Task to complete
In the records below, lay out the lines from the one containing "of the underpass" to the one containing "column 154, row 66", both included, as a JSON list of strings with one string per line and blank lines left out.

----

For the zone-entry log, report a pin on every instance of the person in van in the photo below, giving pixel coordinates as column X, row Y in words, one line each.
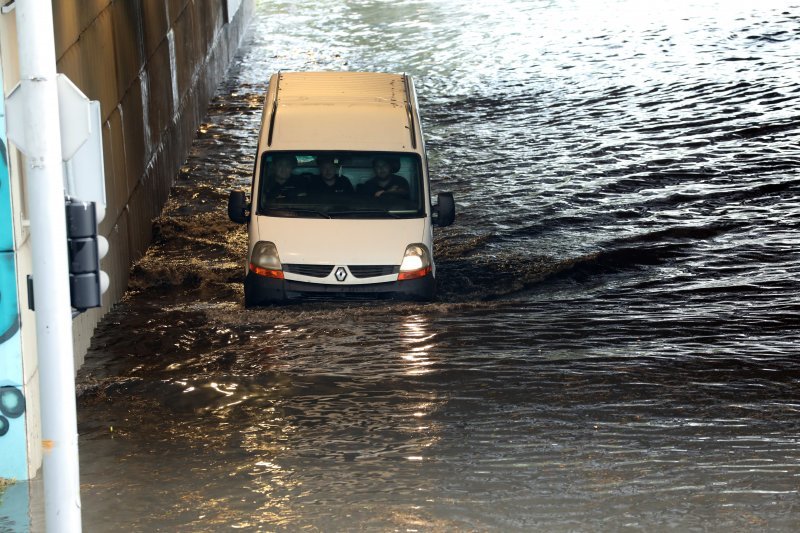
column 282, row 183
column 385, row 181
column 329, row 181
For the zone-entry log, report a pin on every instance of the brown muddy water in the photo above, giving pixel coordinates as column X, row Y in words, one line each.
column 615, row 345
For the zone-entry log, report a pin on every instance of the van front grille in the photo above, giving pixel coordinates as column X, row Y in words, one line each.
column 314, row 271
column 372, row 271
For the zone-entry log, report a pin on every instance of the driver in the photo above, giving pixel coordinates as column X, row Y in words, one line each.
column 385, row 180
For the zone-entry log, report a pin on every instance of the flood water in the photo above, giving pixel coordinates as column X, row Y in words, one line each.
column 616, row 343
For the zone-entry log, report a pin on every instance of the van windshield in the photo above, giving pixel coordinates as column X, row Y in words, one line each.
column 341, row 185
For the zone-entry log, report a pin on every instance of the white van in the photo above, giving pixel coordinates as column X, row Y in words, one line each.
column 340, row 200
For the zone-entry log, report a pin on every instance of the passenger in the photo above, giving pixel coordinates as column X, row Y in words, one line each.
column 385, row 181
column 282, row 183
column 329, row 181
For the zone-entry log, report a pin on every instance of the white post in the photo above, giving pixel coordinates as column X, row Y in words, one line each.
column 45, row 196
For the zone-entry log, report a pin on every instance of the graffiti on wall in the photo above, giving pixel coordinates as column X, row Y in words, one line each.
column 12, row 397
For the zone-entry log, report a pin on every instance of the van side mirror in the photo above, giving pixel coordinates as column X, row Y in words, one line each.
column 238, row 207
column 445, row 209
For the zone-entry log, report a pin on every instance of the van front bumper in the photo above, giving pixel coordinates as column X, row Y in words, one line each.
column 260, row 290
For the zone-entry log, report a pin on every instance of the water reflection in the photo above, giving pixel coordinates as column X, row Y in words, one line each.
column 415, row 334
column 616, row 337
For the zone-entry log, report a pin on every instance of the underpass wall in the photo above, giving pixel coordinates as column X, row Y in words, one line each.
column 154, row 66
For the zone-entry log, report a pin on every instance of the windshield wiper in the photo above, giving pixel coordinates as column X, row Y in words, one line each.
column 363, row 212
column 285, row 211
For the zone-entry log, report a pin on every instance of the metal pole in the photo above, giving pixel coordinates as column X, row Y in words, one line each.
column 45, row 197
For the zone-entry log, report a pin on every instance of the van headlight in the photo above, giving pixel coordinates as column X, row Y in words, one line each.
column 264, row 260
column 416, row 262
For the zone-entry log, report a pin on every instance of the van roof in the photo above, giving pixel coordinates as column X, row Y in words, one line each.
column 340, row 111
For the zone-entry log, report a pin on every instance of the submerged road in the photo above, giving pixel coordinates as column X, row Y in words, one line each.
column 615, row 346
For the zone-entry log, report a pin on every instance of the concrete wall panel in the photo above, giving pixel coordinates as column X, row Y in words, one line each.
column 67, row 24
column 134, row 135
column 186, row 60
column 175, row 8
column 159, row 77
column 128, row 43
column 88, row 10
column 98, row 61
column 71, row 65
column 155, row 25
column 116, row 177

----

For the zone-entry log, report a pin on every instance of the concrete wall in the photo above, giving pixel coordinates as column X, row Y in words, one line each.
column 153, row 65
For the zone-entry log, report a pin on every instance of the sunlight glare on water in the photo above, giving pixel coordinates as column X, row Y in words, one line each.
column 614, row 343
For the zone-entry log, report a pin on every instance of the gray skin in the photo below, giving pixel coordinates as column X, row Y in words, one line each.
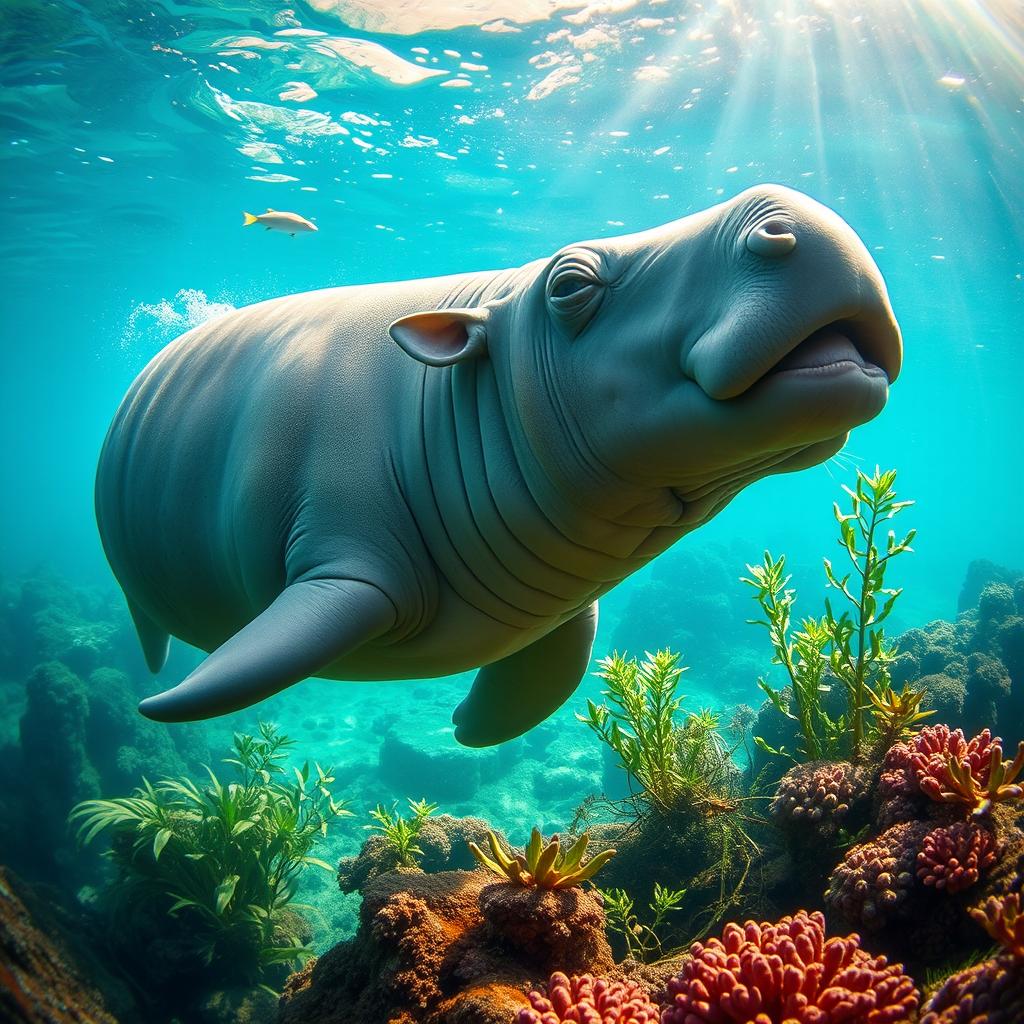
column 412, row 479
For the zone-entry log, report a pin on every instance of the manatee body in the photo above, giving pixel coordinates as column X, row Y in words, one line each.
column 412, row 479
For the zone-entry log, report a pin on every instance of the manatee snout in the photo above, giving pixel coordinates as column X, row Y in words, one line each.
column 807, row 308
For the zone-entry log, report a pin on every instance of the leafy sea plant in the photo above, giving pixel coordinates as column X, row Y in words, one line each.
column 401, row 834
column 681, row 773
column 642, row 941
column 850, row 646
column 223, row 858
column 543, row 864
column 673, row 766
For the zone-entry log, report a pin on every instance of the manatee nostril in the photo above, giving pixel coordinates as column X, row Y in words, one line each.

----

Written answer
[
  "For the zone-entry log, report a pin on every instance of the underpass wall in the photo above, giving pixel coordinates as column X, row Y in words, one line each.",
  "column 154, row 66"
]